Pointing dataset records
## start
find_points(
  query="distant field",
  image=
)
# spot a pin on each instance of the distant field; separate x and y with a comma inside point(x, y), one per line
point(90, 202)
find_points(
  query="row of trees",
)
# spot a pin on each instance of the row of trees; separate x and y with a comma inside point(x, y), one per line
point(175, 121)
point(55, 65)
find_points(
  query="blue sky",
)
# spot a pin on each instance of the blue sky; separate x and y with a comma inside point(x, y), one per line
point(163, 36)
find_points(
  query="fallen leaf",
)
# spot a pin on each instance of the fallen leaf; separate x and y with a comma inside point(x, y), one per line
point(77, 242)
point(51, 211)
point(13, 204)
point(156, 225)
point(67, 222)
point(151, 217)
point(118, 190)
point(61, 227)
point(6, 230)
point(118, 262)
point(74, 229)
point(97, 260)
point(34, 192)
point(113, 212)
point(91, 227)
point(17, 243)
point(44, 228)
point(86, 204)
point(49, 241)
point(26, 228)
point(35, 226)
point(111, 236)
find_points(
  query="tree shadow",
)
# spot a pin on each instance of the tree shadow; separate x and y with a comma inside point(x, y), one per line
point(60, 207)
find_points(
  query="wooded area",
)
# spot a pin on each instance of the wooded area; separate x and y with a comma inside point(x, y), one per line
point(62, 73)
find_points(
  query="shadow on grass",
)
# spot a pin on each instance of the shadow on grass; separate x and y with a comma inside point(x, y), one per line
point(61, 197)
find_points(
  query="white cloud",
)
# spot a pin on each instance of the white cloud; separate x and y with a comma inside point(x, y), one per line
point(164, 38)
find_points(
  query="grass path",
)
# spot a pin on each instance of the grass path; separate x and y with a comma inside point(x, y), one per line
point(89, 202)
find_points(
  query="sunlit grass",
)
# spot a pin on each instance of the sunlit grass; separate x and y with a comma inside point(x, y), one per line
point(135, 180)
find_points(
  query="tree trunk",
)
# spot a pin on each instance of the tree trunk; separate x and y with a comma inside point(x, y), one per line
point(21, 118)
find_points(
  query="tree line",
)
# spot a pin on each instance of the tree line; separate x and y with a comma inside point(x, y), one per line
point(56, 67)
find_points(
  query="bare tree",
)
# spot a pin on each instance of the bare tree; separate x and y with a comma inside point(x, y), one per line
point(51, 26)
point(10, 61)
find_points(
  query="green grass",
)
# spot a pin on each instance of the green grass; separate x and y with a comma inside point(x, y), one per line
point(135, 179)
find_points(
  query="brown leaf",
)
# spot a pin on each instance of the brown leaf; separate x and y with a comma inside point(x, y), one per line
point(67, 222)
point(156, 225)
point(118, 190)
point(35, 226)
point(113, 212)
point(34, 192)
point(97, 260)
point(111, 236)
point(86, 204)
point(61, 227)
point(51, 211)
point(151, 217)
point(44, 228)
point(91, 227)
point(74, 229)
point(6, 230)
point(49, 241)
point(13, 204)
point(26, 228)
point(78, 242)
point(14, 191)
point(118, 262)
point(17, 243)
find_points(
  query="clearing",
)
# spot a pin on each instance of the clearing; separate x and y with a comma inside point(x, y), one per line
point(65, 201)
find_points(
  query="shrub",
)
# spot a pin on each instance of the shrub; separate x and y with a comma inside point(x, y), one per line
## end
> _Given request_:
Rewrite the records above with "place a marker" in place of every "spot a pin", and leave every other part unchanged.

> _Task response_:
find_points(
  query="distant field",
  image=
)
# place a marker on each instance of the distant field; separate x and y with a comma inside point(x, y), one per line
point(90, 202)
find_points(
  query="row of trees",
)
# place a marker on each instance of the row of trees; separate x and y with a comma inside point(x, y), one per line
point(175, 121)
point(55, 65)
find_points(
  query="blue sky",
)
# place a marker on each instance of the blue sky; separate x and y with a comma inside point(x, y), one per line
point(163, 36)
find_points(
  query="fallen leaf",
)
# place a marker on each instance of the fallen leaf; separate x and y with a comma inside point(x, y), one per line
point(77, 242)
point(51, 211)
point(13, 204)
point(156, 225)
point(67, 222)
point(151, 217)
point(118, 190)
point(61, 227)
point(6, 230)
point(118, 262)
point(74, 229)
point(97, 260)
point(34, 192)
point(113, 212)
point(91, 227)
point(17, 243)
point(44, 228)
point(86, 204)
point(49, 241)
point(26, 228)
point(35, 226)
point(111, 236)
find_points(
  query="tree shadow",
)
# place a marker on each instance of the tree shadow; separate x and y with a comma inside point(x, y), one per line
point(60, 207)
find_points(
  query="wooded area",
)
# place a marker on each instance of the wooded area; separate x and y with a comma inside point(x, y), one per line
point(62, 73)
find_points(
  query="shadow on grass",
)
# place a marker on each instance of the shadow on grass; separate x and y with a comma inside point(x, y), one per line
point(61, 197)
find_points(
  query="white cloud",
)
# place a marker on each instance of the white cloud; separate x and y with a comma inside point(x, y), one per line
point(164, 38)
find_points(
  query="grass path",
)
# place a marker on each instance of the grass path; separate x and y with a comma inside point(x, y), one per line
point(89, 202)
find_points(
  query="sunlit grass",
)
# place a marker on each instance of the sunlit grass; separate x and y with a comma inside point(x, y), one per line
point(135, 180)
find_points(
  query="tree trunk",
)
# place a marker on each instance of the tree trunk; separate x and y with a comma inside point(x, y), one per line
point(21, 118)
find_points(
  query="tree line",
)
# place a marker on each instance of the tree line; separate x and y with a comma inside point(x, y), one per line
point(56, 67)
find_points(
  query="bare tree",
)
# place a marker on each instance of the bare tree; separate x and y with a comma inside point(x, y), one per line
point(51, 26)
point(10, 61)
find_points(
  query="green grass",
)
# place a marker on each instance of the green grass; separate x and y with a comma inside point(x, y), one per line
point(135, 179)
find_points(
  query="brown leaf",
)
# place a marker on each instance of the brown leaf; separate x and y with a comma inside point(x, y), one per line
point(67, 222)
point(156, 225)
point(118, 190)
point(35, 226)
point(113, 212)
point(34, 192)
point(97, 260)
point(111, 236)
point(86, 204)
point(61, 227)
point(51, 211)
point(151, 217)
point(44, 228)
point(91, 227)
point(74, 229)
point(6, 230)
point(49, 241)
point(13, 204)
point(26, 228)
point(78, 242)
point(14, 191)
point(118, 262)
point(17, 243)
find_points(
  query="clearing",
)
# place a marker on each instance of the clearing; separate x and y with a comma inside point(x, y), one per line
point(65, 201)
find_points(
  query="shrub",
)
# place a marker on each instance of the shrub; separate x and y with a comma inside point(x, y), one per line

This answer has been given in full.